[BEGIN]

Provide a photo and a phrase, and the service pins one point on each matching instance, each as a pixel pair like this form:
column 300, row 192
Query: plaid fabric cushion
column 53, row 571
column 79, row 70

[END]

Work required> Reproduce the data above line for line, without changing anything.

Task result>
Provide a photo and a phrase, and the service pins one point on each matching instance, each as a pixel pair like this form:
column 300, row 192
Query: plaid fabric cushion
column 53, row 571
column 79, row 70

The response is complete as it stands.